Quoted passage
┌──

Moonlight/Manchester Write Up
Year after year tinsel town can be counted upon to roll out an entire army of films featuring grizzled, muscular men, predictably going about doing what grizzled, muscular men do best—namely kicking ass and taking names all while stoically continuing to be grizzled, muscular men.
Performative is the word that comes to mind when attempting to quantify exactly what the traditional tinsel town format has been in regards to telling the story of men up until this point, with a few obvious exceptions (see: Brokeback Mountain.) Investigative is the new standard that these Oscar contenders, both enthralling love stories to the long unrepresented subject of true masculinity, have set together this season. Delicate, complex, poetic, humorous, and big-hearted are other descriptors that do not feel off base.

└──

Instructions
[a] List the five adjectives that the Moonlight/Manchester write-up offers as "other descriptors that do not feel off base."
[b] Carry on the Moonlight/Manchester write-up, beginning after its final sentence.

Material shown
┌──

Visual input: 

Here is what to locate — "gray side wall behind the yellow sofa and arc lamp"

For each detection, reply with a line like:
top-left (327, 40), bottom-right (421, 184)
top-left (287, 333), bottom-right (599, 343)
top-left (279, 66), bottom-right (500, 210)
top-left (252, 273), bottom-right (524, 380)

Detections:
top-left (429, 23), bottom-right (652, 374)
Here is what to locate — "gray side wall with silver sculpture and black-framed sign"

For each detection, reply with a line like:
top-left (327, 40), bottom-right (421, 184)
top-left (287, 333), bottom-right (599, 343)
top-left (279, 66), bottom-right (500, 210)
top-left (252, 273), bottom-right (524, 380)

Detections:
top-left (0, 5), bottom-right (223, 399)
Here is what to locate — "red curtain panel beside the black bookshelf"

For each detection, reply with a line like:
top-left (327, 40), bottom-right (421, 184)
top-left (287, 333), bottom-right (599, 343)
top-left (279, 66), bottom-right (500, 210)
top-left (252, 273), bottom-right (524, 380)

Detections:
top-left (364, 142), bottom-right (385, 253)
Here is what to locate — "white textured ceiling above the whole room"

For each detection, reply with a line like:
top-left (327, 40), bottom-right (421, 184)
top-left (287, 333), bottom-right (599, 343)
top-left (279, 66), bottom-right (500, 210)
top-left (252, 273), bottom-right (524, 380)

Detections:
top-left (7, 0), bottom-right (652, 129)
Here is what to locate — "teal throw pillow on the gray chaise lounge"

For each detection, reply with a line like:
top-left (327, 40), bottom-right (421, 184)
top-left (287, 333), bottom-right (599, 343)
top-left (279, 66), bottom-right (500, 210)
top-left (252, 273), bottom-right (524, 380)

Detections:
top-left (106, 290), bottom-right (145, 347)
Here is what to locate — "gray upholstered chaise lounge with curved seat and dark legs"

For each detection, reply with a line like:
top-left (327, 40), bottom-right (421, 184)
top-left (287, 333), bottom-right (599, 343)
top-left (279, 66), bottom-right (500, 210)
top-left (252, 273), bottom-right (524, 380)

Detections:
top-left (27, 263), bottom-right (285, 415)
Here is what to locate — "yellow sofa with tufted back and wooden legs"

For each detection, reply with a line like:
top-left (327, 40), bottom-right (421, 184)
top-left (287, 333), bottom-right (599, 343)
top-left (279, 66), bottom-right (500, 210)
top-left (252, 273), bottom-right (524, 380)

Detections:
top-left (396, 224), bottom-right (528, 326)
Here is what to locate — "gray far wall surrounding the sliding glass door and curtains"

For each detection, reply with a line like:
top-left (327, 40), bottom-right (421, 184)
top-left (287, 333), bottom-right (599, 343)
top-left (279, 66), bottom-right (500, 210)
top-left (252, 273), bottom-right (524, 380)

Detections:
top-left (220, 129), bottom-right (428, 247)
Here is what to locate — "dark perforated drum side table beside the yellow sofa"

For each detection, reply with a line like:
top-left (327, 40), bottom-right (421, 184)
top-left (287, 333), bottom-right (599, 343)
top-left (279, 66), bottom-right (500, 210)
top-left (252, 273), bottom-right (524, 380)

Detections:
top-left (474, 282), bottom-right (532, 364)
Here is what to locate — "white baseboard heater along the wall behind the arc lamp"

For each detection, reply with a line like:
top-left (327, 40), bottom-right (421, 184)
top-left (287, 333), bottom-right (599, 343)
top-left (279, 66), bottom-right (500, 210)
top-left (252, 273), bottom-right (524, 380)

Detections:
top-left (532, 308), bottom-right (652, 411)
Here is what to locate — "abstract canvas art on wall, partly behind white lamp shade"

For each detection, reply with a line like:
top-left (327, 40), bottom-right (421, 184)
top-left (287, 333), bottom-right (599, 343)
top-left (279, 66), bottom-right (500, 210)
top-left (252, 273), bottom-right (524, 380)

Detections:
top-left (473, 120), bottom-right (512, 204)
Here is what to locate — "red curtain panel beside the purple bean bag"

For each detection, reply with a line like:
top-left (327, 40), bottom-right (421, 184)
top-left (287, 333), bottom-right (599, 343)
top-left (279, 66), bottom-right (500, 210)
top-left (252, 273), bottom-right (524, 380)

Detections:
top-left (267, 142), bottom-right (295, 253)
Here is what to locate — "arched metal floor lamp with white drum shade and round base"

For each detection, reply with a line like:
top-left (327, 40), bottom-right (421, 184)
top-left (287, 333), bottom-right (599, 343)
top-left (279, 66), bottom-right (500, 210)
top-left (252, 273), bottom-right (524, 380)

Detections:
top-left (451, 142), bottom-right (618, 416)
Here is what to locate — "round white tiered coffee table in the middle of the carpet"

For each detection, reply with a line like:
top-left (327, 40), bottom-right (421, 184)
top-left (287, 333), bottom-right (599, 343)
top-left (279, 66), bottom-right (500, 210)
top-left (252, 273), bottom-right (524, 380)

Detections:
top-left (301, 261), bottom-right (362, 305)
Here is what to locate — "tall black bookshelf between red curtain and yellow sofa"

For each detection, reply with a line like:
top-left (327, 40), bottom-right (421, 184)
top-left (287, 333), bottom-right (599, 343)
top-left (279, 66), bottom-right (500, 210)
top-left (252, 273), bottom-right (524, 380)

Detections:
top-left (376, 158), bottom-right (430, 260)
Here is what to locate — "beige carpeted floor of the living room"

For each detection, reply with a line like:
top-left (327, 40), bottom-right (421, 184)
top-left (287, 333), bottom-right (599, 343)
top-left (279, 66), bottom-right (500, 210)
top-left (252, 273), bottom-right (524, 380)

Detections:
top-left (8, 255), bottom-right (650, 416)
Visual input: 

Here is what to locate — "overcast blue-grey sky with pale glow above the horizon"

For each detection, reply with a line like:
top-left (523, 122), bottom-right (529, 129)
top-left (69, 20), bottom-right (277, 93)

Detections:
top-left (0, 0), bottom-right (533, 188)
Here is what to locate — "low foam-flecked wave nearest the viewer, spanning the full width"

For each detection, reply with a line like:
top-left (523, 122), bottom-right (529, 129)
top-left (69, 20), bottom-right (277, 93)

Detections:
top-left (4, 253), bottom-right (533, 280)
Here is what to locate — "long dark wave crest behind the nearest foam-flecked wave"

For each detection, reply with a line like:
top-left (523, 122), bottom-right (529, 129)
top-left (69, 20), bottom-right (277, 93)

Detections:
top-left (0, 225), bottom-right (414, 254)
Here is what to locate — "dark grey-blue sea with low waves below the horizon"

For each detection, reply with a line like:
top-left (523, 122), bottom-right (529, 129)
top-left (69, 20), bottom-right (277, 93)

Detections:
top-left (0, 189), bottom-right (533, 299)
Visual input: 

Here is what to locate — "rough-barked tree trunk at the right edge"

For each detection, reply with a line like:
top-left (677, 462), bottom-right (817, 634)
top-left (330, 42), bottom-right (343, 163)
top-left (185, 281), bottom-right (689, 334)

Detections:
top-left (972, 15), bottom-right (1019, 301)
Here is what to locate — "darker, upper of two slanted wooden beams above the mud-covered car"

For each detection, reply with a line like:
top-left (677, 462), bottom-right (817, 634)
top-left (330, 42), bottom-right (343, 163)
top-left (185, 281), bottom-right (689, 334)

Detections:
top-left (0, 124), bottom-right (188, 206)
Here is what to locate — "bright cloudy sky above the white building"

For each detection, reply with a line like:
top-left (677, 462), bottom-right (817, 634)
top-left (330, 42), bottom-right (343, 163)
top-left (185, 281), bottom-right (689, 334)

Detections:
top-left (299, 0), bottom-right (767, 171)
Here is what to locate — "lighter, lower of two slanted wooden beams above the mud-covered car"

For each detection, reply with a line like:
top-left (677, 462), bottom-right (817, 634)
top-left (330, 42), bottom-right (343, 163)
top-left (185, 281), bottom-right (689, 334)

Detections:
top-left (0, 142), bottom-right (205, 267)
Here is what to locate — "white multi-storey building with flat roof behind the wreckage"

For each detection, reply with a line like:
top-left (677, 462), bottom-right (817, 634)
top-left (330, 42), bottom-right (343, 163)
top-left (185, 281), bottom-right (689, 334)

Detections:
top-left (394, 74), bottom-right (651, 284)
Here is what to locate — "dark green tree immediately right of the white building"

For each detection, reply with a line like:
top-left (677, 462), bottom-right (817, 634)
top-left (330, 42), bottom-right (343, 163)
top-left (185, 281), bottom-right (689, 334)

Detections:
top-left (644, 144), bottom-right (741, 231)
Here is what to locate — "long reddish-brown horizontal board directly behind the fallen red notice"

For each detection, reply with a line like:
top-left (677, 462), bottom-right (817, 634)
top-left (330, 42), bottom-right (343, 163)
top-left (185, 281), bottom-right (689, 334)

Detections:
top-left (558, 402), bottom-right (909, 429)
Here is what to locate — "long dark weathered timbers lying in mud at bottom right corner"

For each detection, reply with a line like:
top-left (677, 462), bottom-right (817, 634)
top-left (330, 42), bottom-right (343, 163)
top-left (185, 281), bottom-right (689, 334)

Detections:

└──

Answers to each task
[a] Delicate, complex, poetic, humorous, big-hearted

[b]
Please do not misunderstand me here. There are plenty of muscular men to be found in both “Moonlight” and“Manchester by the Sea.” Beards and fist fights as well. And while the traditional Hollywood blood quota (by the bucket full) is not quite met, there is enough of the stuff to satisfy.
With the release of “Manchester by the Sea” Kenneth Lonergan (Analyze This, Gangs of New York) has returned from his nearly fourteen-year writing hiatus in a touching, exquisitely simple film about that ever-frustrating, forever milked subject, family, and the deeply personal journey to healing in the wake of tragedy. The subject is one that this filmmaker knows well, though the tragedy in his case was artistic rather than paternal. After wrapping up filming of his last feature film “Margaret” in 2005, Lonergan found himself involved in a protracted and well-publicized battle with Fox Searchlight over the final edit, a disagreement that stretched until 2011 during which Lonergan’s longtime friend Martin Scorsese had to be brought in as a mediator. Although the film received wide spread critical acclaim, hailed as a masterpiece by many, poor marketing and a limited theatrical release in 14 theatres resulted in a domestic gross of a little more than $46,000.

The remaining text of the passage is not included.